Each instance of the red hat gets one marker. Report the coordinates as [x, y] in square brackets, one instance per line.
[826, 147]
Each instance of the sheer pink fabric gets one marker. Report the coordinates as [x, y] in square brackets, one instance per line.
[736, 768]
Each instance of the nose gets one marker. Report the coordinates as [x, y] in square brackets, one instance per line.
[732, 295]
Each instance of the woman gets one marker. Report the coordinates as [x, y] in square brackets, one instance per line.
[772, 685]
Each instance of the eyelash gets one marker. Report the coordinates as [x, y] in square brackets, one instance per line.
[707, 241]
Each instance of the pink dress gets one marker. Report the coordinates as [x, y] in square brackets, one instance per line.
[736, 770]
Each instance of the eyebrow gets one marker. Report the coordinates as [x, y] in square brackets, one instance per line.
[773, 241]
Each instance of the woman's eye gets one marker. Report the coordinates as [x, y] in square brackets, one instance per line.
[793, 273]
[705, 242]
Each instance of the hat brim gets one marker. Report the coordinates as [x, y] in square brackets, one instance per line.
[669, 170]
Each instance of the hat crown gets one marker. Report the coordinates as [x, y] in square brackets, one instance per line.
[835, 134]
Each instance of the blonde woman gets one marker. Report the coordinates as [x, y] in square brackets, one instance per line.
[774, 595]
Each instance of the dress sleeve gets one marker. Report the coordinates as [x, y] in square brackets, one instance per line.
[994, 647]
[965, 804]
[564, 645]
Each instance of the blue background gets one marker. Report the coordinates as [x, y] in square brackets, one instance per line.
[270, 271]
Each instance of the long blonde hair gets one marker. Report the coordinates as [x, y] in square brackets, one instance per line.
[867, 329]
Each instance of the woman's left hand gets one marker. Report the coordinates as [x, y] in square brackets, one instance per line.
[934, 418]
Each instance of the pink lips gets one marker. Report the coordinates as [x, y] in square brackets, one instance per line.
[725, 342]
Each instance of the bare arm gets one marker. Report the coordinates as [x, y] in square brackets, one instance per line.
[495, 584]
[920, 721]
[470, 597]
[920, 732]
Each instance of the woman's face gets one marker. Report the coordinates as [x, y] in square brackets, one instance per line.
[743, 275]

## Required work
In full and exactly, transcribe the material above.

## Answer to this task
Each instance of the red hat gets one marker. Report the coordinates as [x, y] in square brackets, one instance per line.
[826, 147]
Each instance of the sheer pink fabric gets one marker. Report the coordinates as [x, y] in square brackets, one instance per line.
[736, 768]
Each instance of the nose gets one marker. Report the coordinates as [x, y] in square brackets, one instance per line.
[732, 295]
Each instance of the woman gets one marker. Report the coordinates as [x, y] in square brackets, one instance per line.
[772, 685]
Each instance of the eyelash gets one marker. Report the coordinates as [x, y] in square brackets, one instance per line.
[707, 241]
Each instance of the pink dress gets one marker. Report the coordinates as [x, y] in square brackets, one instance per line.
[736, 770]
Each instance of the eyebrow gets one marker. Report the coordinates as [x, y] in square brackets, one instance per line.
[773, 241]
Each instance of the woman's eye gets one marker. Report the coordinates as [x, y] in square brackets, one instance per line.
[793, 273]
[705, 242]
Each instance of the hat brim gets one marker. Report the coordinates as [x, y] in square brackets, one instance per line.
[669, 170]
Each instance of the hat crown gets one marker. Report the coordinates as [x, y] in square brackets, one instance per line.
[835, 134]
Each instance of the blonde woman gets one marker. Report the coordinates as [x, y] in square brackets, one instance per line.
[774, 595]
Each instance of the dress sleeve gets one marker. Report the coordinates as [x, y] in square brackets, one instance per line.
[994, 647]
[965, 804]
[564, 645]
Each instance of the blue background gets one marker. Report the coordinates as [x, y] in square brackets, one instance per line.
[270, 271]
Each instance of the long blonde hair gets one marker. Report the coordinates as [x, y] in square brackets, one instance per line.
[867, 329]
Each instance of the woman's left hand gets one marker. Report the coordinates as [x, y] in square brackets, one instance per line.
[934, 418]
Each instance of the pink lips gets one marker. Report the coordinates as [x, y] in square brackets, one instance per line.
[725, 342]
Each instance of the bare arm gets one marker. Report the coordinates as [x, y] in square brackets, one instance per line.
[495, 584]
[920, 721]
[470, 597]
[920, 732]
Each instance of the woman's face gets one marker. Report the coordinates as [x, y] in square brackets, one instance per line.
[743, 275]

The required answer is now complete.